──────── ESTRATTO DELLA PAGINA ────────
Riccardo Scamarcio, come in “Magari”, qui veste i panni di un padre incompleto, assente, ma che si ritrova, in questo caso per propria volontà - e soprattutto convenienza - , a riconquistare improvvisamente la propria paternità. Lo fa con la sensibilità e la forza vitale di Guido Lombardi, che esordì con il forte “Là-bas Educazione criminale” e poi tirò fuori un’opera di genere affascinante come “Take Five”, che ha scoperto la narrativa - “Non mi avrete mai”, “Teste matte” e appunto “Il ladro di giorni” - per poi ritrovare il cinema con quest’ultimo (che ne era l’origine, visto che come soggetto vinse il Premio Solinas), nella sintesi di un percorso personale che diventa universale. Il ladro di giorni trova una felicità di racconto proprio nella sua capacità di andare alla radice di un genere, in questo caso l’on the road, innestandolo in un altro classico del cinema (e non solo), il rapporto tra padre e figlio. Si concentra, Lombardi, su Scamarcio e Zazzaro, bella alchimia e gran talento, sulla sua capacità di evocazione visiva mista a un realismo impressionista (bravissima anche la direttrice della fotografia Daria D’Antonio), finendo però, nonostante fosse già un libro, per non trovare una quadratura nella sceneggiatura, trovando un problema a rendere credibile ciò che nella parola scritta sembrava verosimile. E cadendo nel finale scontato, dove trovi un’iniziazione quasi crudele alla vita. Anzi, cruda.

 


Gli anni più belli

Genere: Drammatico
Regia: Gabriele Muccino
Voto: 3

Paolo, Giulio, Gemma, Riccardo. Quattro moschettieri lungo 40 anni della loro storia e della storia del nostro paese, nell’ossessione mucciniana - mutuata dalla commedia all’italiana di Ettore Scola - di indagare le famiglie. Quelle che ti scegli e quelle che subisci, quelle degli amici (da “L’ultimo bacio” fino a questo “Gli anni più belli”) a quelle che si ritrovano sempre intrappolate - in una casa, in una vita che non vogliono, in un’isola - dove non vorrebbero. Qui il “C’eravamo tanto amati” di Gabriele Muccino cerca di raccontarci anni finora spesso ignorati dal cinema italiano, una generazione di interpreti (a Favino e Santamaria, “figli” suoi, si aggiunge Kim Rossi Stuart, ricostruendo il trio di “Romanzo Criminale” che consacrò tutti e tre), una nuova tecnologia - la stessa che ha ringiovanito Pacino e De Niro in “The Irishman” - e la voglia di avere ambizione di una Settima Arte che in Italia è sempre andata a una marcia più compassata di quella di questo cineasta che continua a girare benissimo, ma forse questa volta si incaglia su un lavoro che è inevitabilmente macchinoso e faticosamente credibile nei salti temporali. Detto questo a livello emotivo e di liguaggio cinematografico continua ad avere notevoli guizzi e l’impressione è che sarebbe potuto essere un grande prodotto seriale piuttosto che un film incompiuto.
────────
- RICHIESTA DI LAVORO 1: Trascrivi fedelmente le righe riportate qui sotto, dalla prima fino a quella che contiene "positive clicks: (127, 217)", includendo entrambe, e lascia fuori le immagini.
──────── DATI MOSTRATI ────────
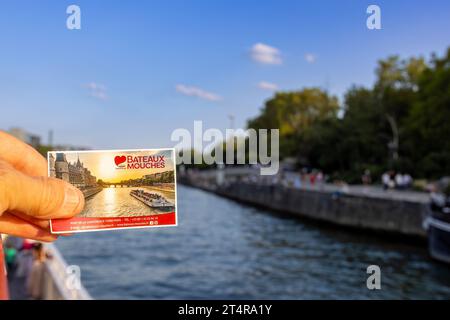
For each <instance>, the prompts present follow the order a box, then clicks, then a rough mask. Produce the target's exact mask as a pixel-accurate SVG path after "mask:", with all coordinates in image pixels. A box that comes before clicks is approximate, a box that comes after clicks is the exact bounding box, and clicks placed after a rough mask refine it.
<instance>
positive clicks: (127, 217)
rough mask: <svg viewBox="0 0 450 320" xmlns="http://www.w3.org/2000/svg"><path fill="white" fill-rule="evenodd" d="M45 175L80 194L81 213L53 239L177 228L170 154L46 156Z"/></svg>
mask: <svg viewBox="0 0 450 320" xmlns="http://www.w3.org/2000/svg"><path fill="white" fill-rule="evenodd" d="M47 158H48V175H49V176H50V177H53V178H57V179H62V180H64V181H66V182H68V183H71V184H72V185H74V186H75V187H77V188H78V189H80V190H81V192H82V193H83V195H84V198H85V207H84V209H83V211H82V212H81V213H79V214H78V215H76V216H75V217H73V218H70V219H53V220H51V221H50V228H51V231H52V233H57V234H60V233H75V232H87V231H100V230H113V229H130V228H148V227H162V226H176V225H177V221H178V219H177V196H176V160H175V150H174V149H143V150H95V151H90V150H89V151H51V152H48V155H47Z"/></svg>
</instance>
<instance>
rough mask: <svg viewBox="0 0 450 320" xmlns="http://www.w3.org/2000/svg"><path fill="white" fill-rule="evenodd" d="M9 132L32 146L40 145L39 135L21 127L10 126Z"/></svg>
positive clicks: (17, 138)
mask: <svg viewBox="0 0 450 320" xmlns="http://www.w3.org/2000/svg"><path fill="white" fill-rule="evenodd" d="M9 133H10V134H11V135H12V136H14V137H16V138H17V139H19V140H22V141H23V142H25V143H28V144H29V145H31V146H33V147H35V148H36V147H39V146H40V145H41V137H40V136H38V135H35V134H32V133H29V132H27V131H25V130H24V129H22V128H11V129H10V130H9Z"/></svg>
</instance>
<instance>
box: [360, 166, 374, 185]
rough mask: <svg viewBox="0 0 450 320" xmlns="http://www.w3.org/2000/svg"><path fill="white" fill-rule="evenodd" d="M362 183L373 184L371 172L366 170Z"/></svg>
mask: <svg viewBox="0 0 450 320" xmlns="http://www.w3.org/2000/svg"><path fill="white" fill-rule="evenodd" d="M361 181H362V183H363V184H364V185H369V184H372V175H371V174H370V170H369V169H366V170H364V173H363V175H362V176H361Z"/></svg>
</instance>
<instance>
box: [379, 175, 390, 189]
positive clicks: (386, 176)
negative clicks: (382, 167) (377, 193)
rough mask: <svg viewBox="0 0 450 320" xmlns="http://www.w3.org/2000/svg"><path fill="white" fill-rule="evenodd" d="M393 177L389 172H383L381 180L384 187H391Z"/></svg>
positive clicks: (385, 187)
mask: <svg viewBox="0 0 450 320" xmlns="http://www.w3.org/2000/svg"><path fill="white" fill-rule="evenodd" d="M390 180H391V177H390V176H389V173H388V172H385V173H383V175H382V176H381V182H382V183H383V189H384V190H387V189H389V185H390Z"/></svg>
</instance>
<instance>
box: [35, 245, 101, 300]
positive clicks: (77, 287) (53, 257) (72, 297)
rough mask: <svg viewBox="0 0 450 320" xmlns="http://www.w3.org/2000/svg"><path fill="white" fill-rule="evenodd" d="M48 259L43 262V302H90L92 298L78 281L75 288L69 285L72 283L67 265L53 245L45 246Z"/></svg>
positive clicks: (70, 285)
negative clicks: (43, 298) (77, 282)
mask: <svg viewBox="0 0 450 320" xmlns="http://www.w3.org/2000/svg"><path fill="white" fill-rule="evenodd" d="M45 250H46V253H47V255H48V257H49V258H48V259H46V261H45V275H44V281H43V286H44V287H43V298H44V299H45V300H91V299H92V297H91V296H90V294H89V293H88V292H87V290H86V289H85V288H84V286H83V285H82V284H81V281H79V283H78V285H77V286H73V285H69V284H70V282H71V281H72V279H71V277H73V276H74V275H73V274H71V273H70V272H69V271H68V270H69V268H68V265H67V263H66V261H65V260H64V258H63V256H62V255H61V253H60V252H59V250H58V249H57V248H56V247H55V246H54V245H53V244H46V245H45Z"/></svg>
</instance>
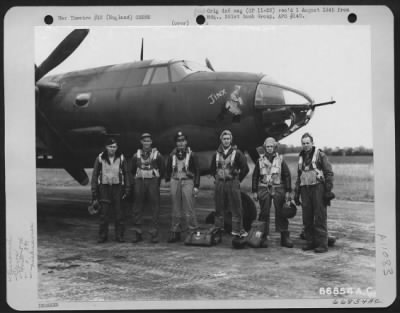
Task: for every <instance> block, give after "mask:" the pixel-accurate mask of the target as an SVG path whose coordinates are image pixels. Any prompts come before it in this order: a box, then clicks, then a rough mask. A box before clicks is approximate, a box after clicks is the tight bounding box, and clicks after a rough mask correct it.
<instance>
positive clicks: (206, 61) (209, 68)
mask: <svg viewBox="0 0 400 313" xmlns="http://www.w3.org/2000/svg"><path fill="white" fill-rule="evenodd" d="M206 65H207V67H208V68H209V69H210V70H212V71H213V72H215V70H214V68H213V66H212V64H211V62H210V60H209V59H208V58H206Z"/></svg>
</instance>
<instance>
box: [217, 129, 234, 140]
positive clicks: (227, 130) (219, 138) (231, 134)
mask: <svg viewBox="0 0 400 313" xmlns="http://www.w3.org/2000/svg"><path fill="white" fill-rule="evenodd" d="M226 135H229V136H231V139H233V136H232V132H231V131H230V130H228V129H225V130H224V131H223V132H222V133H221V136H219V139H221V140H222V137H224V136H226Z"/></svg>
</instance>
────────
- RICHIESTA DI LAVORO 2: Secondo l'estratto, chi è la direttrice della fotografia de "Il ladro di giorni"?

- SOLUZIONE DEL PROBLEMA 1:
For each <instance>, the prompts present follow the order a box, then clicks, then a rough mask. Produce the target's exact mask as a pixel-accurate SVG path after "mask:", with all coordinates in image pixels. A box that comes before clicks is approximate, a box that comes after clicks is the exact bounding box, and clicks placed after a rough mask refine it.
<instance>
positive clicks: (127, 217)

- SOLUZIONE DEL PROBLEMA 2: Daria D'Antonio.